Rows from an object-pointing dataset
◇ ◇ ◇ ◇

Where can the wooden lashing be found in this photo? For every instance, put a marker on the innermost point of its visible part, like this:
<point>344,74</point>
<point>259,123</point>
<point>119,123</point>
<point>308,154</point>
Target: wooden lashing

◇ ◇ ◇ ◇

Retype the lines above word for word, leaving nothing out and changing nothing.

Where can the wooden lashing be found in this photo? For every instance, put a marker on the innermost point of its visible part, like this:
<point>344,74</point>
<point>259,123</point>
<point>119,123</point>
<point>308,154</point>
Target: wooden lashing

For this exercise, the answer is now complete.